> Given records
'''

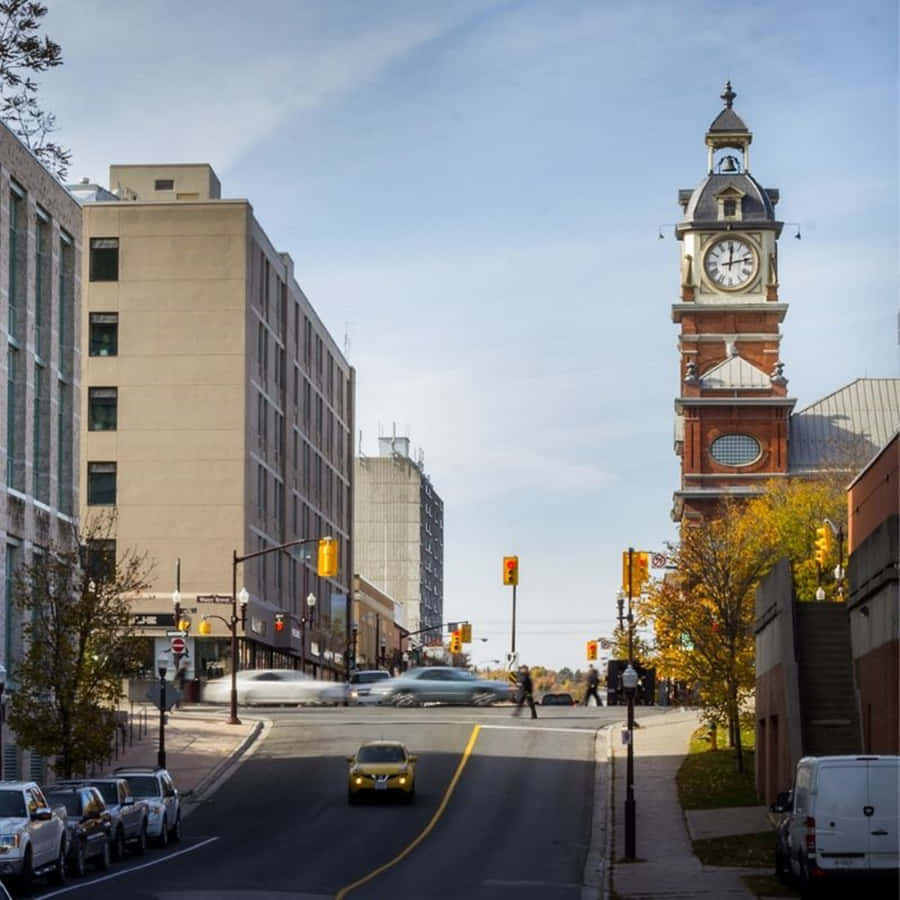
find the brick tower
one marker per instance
(731, 415)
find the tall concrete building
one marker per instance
(217, 418)
(398, 523)
(40, 296)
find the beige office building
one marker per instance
(217, 418)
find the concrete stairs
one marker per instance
(830, 719)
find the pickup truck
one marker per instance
(32, 835)
(129, 816)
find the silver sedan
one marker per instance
(440, 684)
(276, 687)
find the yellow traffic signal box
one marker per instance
(511, 570)
(328, 556)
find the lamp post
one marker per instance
(629, 682)
(161, 666)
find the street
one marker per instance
(517, 822)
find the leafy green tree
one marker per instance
(78, 646)
(23, 52)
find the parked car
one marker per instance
(361, 682)
(89, 825)
(276, 686)
(381, 767)
(33, 837)
(844, 820)
(440, 684)
(156, 787)
(128, 814)
(561, 698)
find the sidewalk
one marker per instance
(200, 745)
(666, 865)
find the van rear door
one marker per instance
(842, 827)
(883, 794)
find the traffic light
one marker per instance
(327, 564)
(640, 571)
(823, 544)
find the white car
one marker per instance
(155, 786)
(276, 686)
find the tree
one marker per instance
(79, 644)
(22, 52)
(703, 615)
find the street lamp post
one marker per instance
(162, 665)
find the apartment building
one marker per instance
(217, 419)
(40, 246)
(398, 521)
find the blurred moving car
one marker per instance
(89, 825)
(561, 698)
(381, 766)
(274, 687)
(156, 787)
(361, 682)
(440, 684)
(128, 815)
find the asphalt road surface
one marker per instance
(503, 810)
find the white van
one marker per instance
(845, 819)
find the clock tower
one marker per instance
(732, 409)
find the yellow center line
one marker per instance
(425, 832)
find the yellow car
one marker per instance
(381, 767)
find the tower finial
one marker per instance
(728, 95)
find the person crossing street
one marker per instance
(525, 692)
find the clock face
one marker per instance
(730, 263)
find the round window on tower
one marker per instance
(735, 449)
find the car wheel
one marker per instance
(140, 846)
(103, 860)
(59, 872)
(78, 860)
(118, 848)
(26, 876)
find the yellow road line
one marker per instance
(421, 837)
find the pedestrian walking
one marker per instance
(525, 692)
(593, 681)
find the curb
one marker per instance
(195, 794)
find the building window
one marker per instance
(104, 334)
(104, 259)
(103, 406)
(735, 449)
(100, 564)
(101, 484)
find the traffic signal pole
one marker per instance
(629, 770)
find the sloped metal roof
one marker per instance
(733, 373)
(846, 428)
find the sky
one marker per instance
(472, 194)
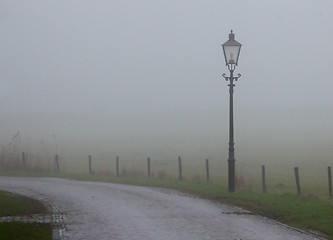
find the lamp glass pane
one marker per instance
(231, 54)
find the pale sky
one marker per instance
(144, 77)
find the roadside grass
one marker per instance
(16, 205)
(309, 213)
(25, 231)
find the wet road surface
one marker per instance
(93, 210)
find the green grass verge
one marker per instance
(17, 205)
(25, 231)
(302, 212)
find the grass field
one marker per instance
(16, 205)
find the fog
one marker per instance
(143, 78)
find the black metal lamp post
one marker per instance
(231, 50)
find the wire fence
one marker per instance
(312, 180)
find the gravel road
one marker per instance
(93, 210)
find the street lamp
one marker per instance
(231, 50)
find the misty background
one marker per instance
(143, 78)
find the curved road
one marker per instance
(93, 210)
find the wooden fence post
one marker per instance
(207, 170)
(329, 182)
(56, 159)
(148, 166)
(117, 166)
(90, 171)
(264, 189)
(298, 185)
(180, 177)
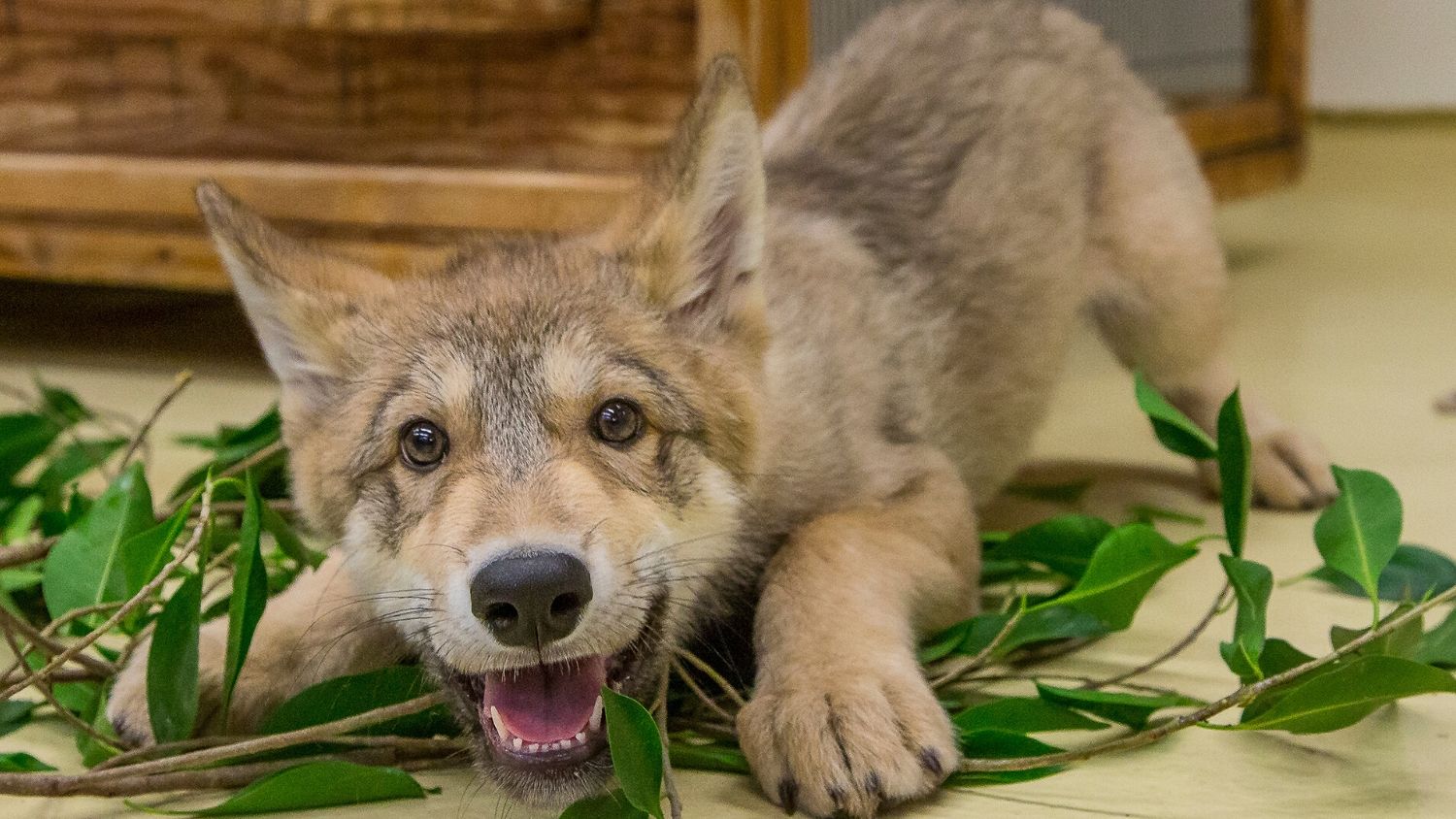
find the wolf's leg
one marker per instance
(842, 716)
(1159, 297)
(314, 630)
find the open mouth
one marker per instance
(545, 722)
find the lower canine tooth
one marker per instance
(594, 723)
(500, 725)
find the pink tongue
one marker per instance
(545, 703)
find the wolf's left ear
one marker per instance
(702, 246)
(299, 299)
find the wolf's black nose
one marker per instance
(530, 600)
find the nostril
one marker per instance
(501, 615)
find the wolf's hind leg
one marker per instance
(317, 629)
(842, 717)
(1159, 297)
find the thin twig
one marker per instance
(26, 553)
(38, 640)
(675, 801)
(958, 670)
(169, 749)
(712, 673)
(1174, 650)
(139, 440)
(692, 684)
(277, 740)
(121, 611)
(1243, 694)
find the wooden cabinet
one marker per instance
(389, 127)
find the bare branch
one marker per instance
(1243, 694)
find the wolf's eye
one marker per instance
(617, 420)
(422, 443)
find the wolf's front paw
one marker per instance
(127, 705)
(1290, 470)
(847, 739)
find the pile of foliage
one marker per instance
(84, 577)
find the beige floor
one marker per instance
(1345, 296)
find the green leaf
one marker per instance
(1132, 710)
(22, 519)
(348, 696)
(22, 763)
(1063, 544)
(15, 714)
(1347, 694)
(1173, 426)
(230, 446)
(84, 565)
(708, 758)
(172, 664)
(288, 540)
(75, 460)
(145, 553)
(637, 751)
(1412, 573)
(1404, 641)
(992, 743)
(1360, 531)
(1252, 585)
(608, 806)
(1235, 477)
(311, 786)
(249, 591)
(1123, 569)
(1019, 714)
(23, 437)
(1438, 646)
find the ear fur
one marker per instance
(299, 299)
(699, 252)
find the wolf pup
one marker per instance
(794, 370)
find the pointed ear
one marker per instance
(702, 245)
(299, 299)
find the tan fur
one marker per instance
(842, 348)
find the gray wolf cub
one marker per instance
(791, 370)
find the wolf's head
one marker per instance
(535, 457)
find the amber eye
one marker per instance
(617, 420)
(422, 443)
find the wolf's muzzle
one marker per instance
(530, 598)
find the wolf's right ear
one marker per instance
(299, 299)
(701, 244)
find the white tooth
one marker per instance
(594, 723)
(500, 725)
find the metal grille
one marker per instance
(1181, 47)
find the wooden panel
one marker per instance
(600, 102)
(379, 201)
(1222, 127)
(175, 17)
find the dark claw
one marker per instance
(788, 795)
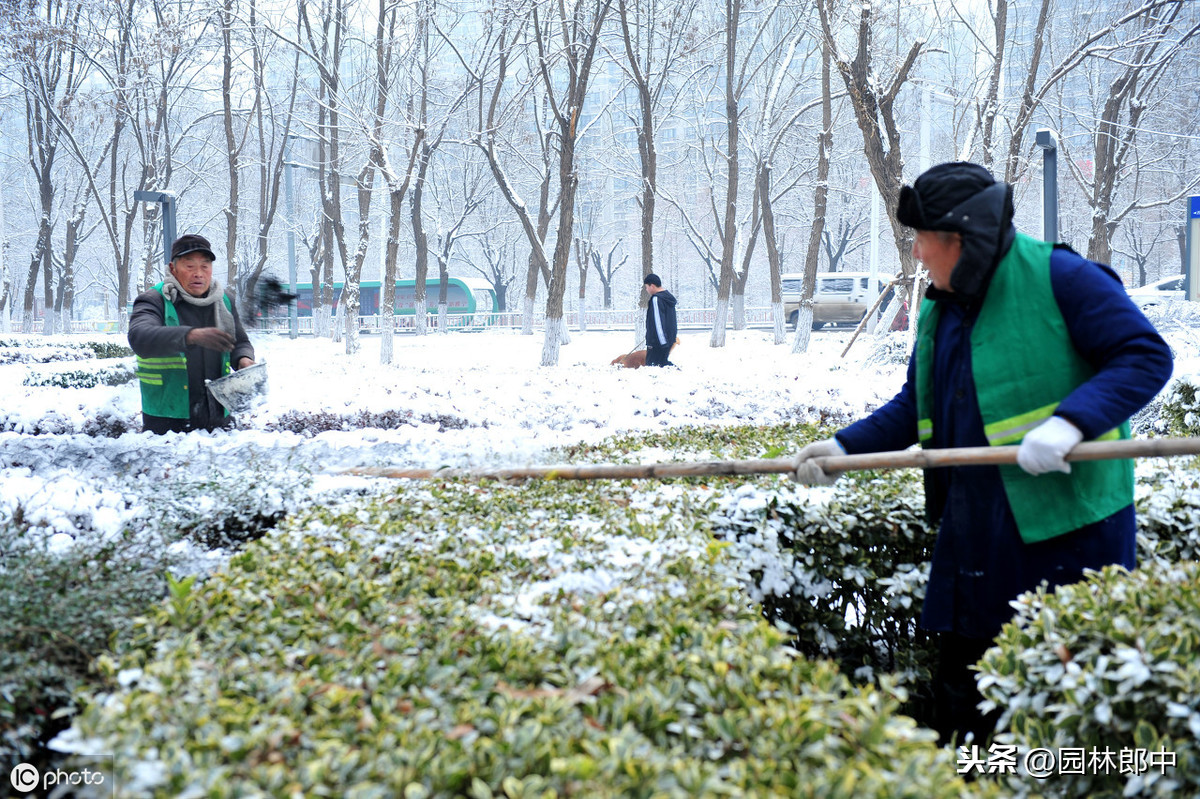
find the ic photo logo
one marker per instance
(24, 778)
(90, 778)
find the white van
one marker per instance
(839, 298)
(1151, 294)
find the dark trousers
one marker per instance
(955, 695)
(658, 355)
(163, 425)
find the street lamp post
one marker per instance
(167, 200)
(1049, 143)
(293, 312)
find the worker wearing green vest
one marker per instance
(186, 330)
(1021, 342)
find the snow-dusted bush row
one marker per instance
(844, 566)
(1105, 665)
(81, 562)
(1108, 667)
(451, 640)
(61, 348)
(87, 377)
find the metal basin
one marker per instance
(239, 390)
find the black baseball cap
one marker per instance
(189, 244)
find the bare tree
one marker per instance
(37, 42)
(1155, 46)
(324, 48)
(657, 36)
(874, 102)
(490, 136)
(820, 206)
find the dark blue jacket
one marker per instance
(979, 560)
(660, 311)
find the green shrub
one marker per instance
(1109, 664)
(59, 610)
(845, 568)
(1169, 512)
(87, 378)
(451, 640)
(1180, 413)
(108, 348)
(42, 354)
(66, 589)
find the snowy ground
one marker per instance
(463, 400)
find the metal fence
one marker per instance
(624, 319)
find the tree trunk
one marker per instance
(233, 150)
(568, 182)
(388, 292)
(732, 12)
(773, 256)
(820, 206)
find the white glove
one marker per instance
(809, 473)
(1047, 445)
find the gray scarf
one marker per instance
(174, 292)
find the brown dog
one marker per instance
(636, 359)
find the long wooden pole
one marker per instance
(895, 460)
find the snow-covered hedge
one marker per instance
(1105, 666)
(87, 377)
(1179, 408)
(78, 564)
(844, 566)
(42, 349)
(451, 640)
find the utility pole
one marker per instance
(167, 210)
(1049, 143)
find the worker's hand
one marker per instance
(809, 473)
(210, 338)
(1045, 448)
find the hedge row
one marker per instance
(546, 640)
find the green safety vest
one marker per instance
(1024, 364)
(165, 379)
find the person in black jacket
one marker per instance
(660, 324)
(185, 331)
(1020, 342)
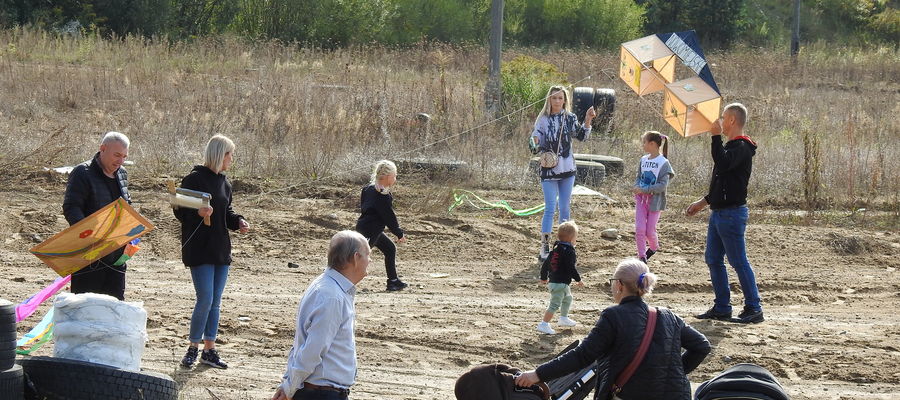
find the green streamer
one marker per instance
(461, 197)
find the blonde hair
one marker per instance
(343, 246)
(216, 149)
(113, 136)
(661, 140)
(567, 231)
(740, 113)
(635, 276)
(383, 168)
(567, 105)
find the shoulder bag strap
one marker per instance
(562, 121)
(625, 375)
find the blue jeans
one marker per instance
(725, 237)
(553, 190)
(209, 283)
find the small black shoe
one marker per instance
(190, 357)
(211, 357)
(395, 285)
(750, 316)
(713, 314)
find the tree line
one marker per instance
(567, 23)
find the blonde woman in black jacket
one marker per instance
(615, 338)
(206, 250)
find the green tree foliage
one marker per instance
(595, 23)
(717, 22)
(444, 21)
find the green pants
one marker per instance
(560, 298)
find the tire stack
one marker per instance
(12, 380)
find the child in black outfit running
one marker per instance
(376, 205)
(560, 266)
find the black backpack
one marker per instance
(742, 382)
(496, 382)
(576, 385)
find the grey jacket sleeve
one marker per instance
(637, 175)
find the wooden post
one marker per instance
(795, 35)
(492, 91)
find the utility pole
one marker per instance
(795, 35)
(492, 91)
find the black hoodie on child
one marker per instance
(560, 264)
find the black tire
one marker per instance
(7, 307)
(7, 334)
(587, 173)
(603, 101)
(7, 354)
(582, 99)
(614, 165)
(60, 378)
(12, 383)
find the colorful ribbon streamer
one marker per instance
(27, 307)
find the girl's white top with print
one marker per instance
(650, 169)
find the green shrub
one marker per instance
(525, 80)
(594, 23)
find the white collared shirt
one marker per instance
(324, 351)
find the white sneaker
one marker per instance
(545, 328)
(543, 254)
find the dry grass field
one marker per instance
(823, 234)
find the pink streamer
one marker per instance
(28, 307)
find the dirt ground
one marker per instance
(830, 294)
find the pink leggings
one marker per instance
(645, 225)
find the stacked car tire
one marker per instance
(12, 379)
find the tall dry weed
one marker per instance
(300, 113)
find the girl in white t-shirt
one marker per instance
(654, 172)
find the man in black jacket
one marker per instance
(727, 200)
(92, 185)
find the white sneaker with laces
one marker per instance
(545, 328)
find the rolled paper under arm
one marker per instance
(181, 200)
(194, 199)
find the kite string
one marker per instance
(646, 102)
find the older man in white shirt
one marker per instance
(322, 362)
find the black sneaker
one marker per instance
(395, 285)
(750, 316)
(211, 357)
(190, 357)
(713, 314)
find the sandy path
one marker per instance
(830, 333)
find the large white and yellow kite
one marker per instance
(648, 65)
(110, 228)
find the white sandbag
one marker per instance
(100, 329)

'''

Copy the entries from the line with "find the sandy path" to the end, substituting "bucket" for "sandbag" and keeping everything else the same.

> Written reply
find the sandy path
one marker per instance
(830, 333)
find the large white and yellow kite
one marker per instance
(648, 65)
(110, 228)
find the white bucket
one marker per instance
(100, 329)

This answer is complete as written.